__What is asked__. Change every "pointer" to "locator" in the entries below, and copy them out with everything else unchanged.
++++++++
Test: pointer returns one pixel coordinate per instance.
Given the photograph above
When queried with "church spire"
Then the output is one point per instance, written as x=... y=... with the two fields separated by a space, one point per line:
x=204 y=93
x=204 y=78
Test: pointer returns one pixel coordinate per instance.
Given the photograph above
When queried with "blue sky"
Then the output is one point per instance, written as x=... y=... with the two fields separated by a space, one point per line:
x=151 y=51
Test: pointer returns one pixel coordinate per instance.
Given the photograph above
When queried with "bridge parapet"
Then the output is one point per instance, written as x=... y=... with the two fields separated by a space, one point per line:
++++++++
__Complete answer__.
Test: locator returns one pixel coordinate per instance.
Given the photograph above
When queried with "church spire"
Then the output is one point per instance, written as x=... y=... with the two fields separated by a space, one point per line:
x=204 y=93
x=204 y=78
Test: locator returns one pixel coordinate per instance.
Given the photograph above
When queried with "blue sky"
Then the output is one point per instance, written as x=... y=... with the two fields separated by a space, one point per line:
x=151 y=51
Test: locator returns one pixel coordinate per instance.
Given the photograph above
When queried with "bridge parapet"
Then the output is one point per instance, written as x=... y=... with the two fields separated by a space, one point per line:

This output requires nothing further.